▶ _Required task_: Render the data below as a Markdown table with the columns Row and Data line. Cover only the lines from the one containing "[point] every instance of the yellow license" up to and including the last line of the data, skipping blank lines and leaving out the pictures.
--------------------------------------------------
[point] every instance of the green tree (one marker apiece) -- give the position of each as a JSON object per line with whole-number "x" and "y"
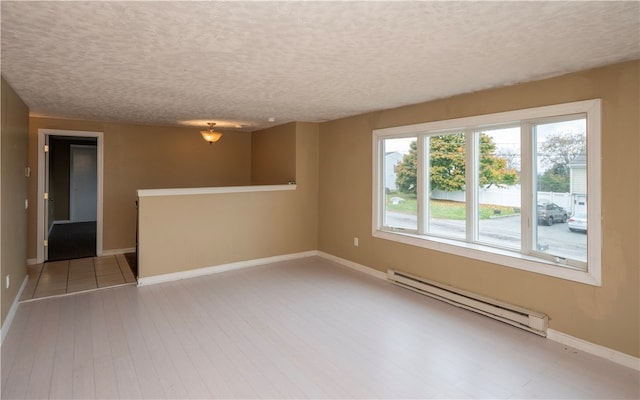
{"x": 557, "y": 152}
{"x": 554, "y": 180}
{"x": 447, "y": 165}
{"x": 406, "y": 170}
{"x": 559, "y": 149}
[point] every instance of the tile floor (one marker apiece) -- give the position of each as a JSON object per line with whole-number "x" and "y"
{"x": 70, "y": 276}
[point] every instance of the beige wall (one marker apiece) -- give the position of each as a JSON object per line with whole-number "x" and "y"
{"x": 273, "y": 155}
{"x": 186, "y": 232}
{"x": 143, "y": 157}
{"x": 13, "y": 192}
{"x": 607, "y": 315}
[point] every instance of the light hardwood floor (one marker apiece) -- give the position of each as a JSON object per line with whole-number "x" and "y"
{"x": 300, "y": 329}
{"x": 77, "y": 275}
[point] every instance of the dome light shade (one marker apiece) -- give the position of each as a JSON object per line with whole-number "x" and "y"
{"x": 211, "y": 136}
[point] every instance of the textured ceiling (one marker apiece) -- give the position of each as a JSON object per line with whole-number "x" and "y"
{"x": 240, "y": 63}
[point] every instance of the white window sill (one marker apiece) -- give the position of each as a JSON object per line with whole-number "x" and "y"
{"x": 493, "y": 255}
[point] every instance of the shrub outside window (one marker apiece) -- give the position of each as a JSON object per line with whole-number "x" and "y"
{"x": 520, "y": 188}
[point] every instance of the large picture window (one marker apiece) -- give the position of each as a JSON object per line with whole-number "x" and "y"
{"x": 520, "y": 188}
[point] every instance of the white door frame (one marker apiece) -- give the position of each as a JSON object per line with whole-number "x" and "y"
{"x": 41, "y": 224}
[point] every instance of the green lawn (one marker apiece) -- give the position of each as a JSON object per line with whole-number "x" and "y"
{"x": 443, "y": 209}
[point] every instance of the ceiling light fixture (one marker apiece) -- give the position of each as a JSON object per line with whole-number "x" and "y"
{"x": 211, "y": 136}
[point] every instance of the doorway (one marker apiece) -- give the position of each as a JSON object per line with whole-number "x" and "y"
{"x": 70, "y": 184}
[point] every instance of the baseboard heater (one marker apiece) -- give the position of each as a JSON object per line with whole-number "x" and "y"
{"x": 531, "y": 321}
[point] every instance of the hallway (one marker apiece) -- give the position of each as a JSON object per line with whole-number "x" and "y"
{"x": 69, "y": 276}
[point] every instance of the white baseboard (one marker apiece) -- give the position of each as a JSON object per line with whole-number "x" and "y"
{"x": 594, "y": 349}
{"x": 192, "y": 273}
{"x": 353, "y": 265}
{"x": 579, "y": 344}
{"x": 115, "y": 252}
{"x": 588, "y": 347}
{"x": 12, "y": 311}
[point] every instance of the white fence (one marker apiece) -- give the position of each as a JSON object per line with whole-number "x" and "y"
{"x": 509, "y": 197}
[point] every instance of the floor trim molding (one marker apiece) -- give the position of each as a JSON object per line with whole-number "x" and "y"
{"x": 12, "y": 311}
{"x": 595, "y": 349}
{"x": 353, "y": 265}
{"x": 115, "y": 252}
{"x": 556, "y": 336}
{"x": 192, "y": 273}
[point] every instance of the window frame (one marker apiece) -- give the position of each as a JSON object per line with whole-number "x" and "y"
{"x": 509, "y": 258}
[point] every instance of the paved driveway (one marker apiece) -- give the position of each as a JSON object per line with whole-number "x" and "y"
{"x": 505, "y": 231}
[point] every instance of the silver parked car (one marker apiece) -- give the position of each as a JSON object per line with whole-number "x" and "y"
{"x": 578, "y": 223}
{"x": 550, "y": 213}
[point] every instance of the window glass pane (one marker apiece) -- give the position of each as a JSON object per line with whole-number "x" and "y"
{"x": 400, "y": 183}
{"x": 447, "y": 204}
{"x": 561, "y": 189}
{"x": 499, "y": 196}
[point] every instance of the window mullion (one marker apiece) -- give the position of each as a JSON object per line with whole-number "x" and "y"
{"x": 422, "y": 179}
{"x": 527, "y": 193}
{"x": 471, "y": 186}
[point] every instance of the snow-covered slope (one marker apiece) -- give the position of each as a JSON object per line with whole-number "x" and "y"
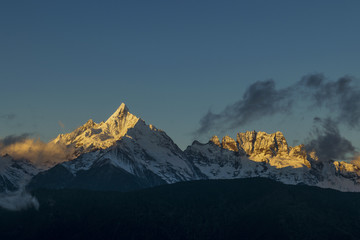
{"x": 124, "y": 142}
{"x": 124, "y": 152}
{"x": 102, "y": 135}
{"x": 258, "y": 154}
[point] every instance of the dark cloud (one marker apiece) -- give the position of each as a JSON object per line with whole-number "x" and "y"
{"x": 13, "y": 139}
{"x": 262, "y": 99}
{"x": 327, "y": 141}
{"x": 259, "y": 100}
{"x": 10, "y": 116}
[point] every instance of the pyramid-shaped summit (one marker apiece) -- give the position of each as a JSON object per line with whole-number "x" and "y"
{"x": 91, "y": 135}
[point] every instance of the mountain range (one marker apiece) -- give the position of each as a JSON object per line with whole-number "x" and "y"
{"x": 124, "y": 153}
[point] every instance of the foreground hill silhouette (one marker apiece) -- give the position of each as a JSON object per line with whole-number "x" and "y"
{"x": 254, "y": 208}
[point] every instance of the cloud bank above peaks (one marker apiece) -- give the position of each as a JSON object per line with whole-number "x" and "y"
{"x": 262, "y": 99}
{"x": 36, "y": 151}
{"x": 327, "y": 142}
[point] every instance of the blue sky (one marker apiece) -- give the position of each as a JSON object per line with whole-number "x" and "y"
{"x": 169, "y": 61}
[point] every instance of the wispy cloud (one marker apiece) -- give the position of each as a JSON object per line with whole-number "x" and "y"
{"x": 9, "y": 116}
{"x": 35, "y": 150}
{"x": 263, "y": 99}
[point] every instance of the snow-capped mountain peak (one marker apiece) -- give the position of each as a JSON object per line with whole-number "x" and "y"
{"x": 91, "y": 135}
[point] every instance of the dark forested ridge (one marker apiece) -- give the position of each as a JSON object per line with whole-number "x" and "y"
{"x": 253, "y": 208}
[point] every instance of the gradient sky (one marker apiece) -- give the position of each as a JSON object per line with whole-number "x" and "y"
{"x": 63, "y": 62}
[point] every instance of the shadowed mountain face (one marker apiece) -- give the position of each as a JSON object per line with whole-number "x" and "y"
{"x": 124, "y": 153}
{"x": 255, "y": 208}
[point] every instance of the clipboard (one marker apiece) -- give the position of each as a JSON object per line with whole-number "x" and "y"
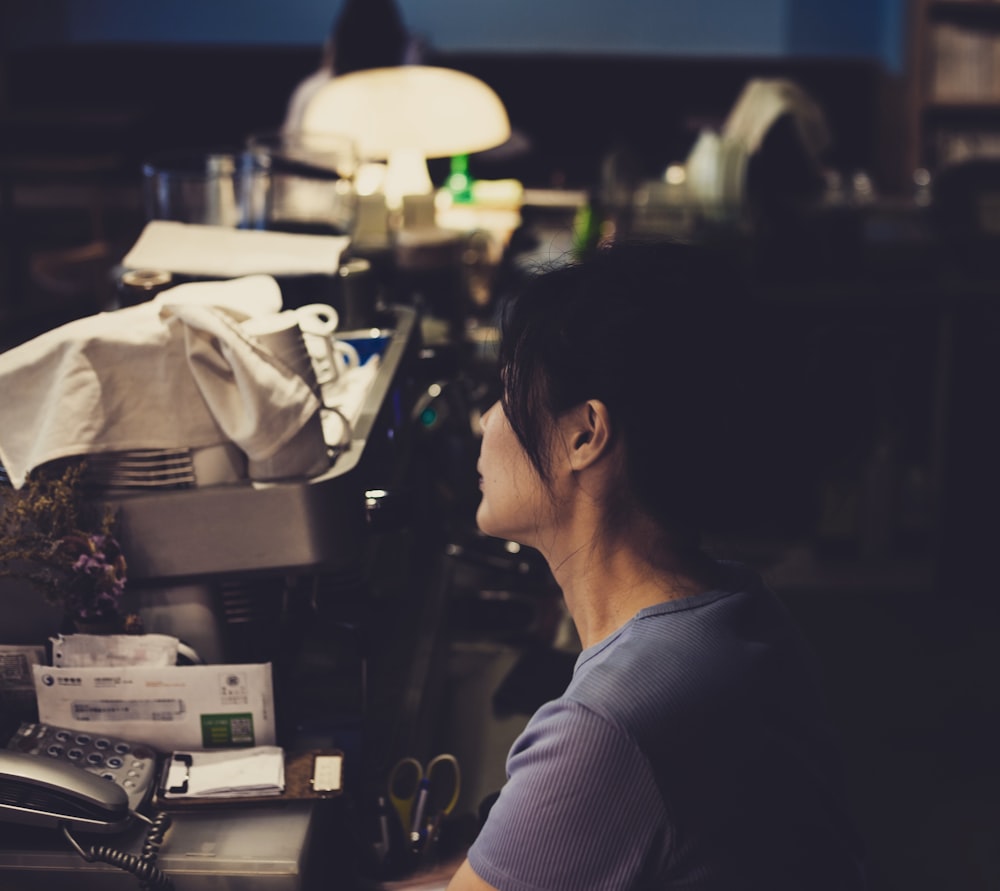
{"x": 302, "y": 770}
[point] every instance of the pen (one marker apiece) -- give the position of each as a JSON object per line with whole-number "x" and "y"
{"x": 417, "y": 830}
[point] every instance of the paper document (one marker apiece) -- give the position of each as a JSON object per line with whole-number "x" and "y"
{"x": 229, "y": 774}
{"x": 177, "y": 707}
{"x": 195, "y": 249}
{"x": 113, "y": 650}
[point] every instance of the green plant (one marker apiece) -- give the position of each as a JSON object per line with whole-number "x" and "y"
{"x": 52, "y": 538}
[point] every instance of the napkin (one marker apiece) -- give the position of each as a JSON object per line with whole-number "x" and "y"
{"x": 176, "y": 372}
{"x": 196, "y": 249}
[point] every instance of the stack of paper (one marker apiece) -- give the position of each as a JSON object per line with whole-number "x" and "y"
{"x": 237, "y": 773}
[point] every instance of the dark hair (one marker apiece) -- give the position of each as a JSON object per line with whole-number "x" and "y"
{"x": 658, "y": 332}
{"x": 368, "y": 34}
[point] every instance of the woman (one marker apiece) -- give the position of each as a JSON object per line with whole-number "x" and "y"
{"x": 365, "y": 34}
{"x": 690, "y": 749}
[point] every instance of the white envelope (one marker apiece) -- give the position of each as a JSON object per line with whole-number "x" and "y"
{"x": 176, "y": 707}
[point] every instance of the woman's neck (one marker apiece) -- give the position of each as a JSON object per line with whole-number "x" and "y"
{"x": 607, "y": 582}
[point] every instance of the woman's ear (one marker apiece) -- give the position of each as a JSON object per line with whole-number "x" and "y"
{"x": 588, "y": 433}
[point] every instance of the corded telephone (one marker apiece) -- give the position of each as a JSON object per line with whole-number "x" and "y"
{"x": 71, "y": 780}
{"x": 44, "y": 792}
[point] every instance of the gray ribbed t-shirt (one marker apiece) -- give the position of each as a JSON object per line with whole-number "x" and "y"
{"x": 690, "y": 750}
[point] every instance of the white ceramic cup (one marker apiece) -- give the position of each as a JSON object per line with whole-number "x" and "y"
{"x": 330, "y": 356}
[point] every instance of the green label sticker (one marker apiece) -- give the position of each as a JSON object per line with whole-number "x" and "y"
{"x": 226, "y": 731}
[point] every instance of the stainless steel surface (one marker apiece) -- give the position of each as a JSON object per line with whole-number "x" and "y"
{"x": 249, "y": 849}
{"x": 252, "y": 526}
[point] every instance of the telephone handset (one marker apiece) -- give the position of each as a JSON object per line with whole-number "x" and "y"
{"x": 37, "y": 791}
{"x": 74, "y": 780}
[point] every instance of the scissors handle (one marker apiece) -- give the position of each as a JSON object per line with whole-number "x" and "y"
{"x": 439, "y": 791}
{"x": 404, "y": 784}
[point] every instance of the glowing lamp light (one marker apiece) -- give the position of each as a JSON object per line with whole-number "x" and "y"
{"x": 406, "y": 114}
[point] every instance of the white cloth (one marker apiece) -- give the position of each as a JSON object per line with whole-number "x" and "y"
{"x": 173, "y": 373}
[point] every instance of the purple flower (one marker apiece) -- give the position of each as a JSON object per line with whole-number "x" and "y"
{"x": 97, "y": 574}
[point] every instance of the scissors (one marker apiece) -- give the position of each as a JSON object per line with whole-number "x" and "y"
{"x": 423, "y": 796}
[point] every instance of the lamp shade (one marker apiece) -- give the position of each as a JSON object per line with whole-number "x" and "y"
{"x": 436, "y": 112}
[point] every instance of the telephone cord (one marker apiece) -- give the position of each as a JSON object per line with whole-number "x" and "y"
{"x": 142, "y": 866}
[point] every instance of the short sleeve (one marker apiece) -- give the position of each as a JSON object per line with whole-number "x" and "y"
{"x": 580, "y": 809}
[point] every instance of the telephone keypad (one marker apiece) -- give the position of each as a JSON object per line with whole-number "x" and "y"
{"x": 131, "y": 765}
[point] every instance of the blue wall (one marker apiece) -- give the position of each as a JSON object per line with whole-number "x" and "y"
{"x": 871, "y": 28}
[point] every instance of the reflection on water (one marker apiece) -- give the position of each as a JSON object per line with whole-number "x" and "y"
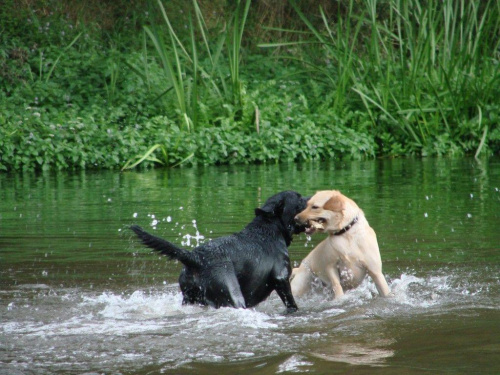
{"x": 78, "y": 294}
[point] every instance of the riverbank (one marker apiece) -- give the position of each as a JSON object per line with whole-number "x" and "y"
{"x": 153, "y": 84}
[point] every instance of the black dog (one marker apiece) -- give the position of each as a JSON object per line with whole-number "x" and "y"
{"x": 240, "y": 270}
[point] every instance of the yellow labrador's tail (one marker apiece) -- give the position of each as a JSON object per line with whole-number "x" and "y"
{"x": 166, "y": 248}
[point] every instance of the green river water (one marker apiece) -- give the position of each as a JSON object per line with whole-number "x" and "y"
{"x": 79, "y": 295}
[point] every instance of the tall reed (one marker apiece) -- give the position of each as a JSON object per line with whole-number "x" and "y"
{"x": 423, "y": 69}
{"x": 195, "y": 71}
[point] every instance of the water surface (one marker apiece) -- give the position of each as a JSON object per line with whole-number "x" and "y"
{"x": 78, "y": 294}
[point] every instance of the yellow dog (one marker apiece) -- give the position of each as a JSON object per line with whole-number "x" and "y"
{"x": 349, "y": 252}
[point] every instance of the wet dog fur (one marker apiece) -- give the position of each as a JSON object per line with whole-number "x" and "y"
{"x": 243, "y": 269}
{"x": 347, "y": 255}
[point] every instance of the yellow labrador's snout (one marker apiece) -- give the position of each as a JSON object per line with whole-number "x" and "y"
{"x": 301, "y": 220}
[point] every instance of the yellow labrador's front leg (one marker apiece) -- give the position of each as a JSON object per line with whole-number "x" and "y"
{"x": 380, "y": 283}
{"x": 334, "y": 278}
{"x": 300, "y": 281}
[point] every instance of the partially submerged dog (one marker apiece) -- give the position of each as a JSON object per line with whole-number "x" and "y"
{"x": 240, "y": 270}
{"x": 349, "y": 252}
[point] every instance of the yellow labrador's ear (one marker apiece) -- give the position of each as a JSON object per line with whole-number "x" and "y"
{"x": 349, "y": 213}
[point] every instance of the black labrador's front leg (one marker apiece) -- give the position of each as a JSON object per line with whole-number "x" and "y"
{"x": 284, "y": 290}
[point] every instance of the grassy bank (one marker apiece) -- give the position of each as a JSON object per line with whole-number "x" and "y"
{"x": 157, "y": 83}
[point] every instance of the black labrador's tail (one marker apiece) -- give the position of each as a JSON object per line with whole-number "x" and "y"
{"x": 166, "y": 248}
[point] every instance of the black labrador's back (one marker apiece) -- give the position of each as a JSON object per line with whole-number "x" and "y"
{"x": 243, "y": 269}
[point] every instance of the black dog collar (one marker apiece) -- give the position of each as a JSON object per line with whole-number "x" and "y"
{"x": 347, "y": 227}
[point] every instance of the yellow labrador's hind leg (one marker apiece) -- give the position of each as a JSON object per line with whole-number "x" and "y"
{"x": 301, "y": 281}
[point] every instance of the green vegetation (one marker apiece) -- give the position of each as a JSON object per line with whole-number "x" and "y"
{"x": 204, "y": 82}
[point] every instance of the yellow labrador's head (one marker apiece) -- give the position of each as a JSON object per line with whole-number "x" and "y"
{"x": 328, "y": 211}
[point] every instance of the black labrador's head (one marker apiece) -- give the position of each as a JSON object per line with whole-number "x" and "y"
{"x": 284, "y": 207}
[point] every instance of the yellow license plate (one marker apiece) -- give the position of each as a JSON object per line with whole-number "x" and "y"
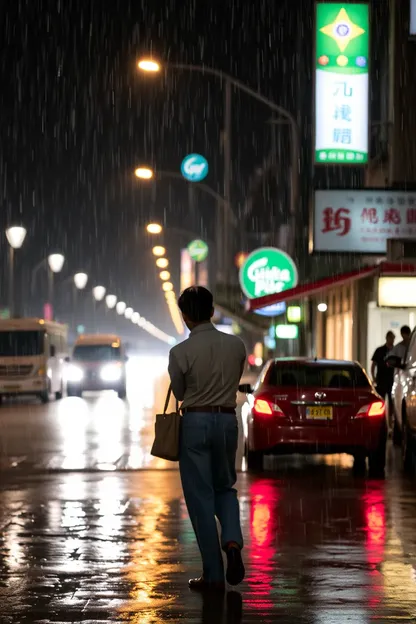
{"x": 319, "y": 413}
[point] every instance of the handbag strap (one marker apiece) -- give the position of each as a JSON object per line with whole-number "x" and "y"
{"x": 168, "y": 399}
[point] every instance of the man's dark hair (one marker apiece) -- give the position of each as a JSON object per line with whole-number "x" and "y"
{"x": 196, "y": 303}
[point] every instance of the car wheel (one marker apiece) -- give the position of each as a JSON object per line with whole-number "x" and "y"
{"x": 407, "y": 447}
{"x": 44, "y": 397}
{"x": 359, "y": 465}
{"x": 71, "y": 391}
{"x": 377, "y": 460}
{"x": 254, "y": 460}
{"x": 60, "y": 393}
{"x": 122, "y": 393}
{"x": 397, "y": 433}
--------------------------------------------------
▶ _Result of the task_:
| Row | Data line |
|---|---|
| 1 | [point] every instance of the yellow license plate (one marker apiece) -- give the position of each as a JSON object per line with whole-number "x" and "y" |
| 2 | {"x": 319, "y": 413} |
| 3 | [point] every instance of the handbag strap (one marker apiece) -- give the position of each as a JSON object per line with whole-number "x" and "y" |
| 4 | {"x": 168, "y": 399} |
| 5 | [point] every instance of the man's dark hair (one marker apiece) -- give the position of each as a JSON object per line with whole-number "x" and "y" |
| 6 | {"x": 196, "y": 303} |
| 7 | [point] every instance of the car wheel (one marker apiece) -- give the position of each as a JSON object per line with whole-number "x" and "y" |
| 8 | {"x": 407, "y": 447} |
| 9 | {"x": 44, "y": 397} |
| 10 | {"x": 359, "y": 465} |
| 11 | {"x": 71, "y": 391} |
| 12 | {"x": 377, "y": 460} |
| 13 | {"x": 254, "y": 460} |
| 14 | {"x": 60, "y": 393} |
| 15 | {"x": 122, "y": 393} |
| 16 | {"x": 397, "y": 433} |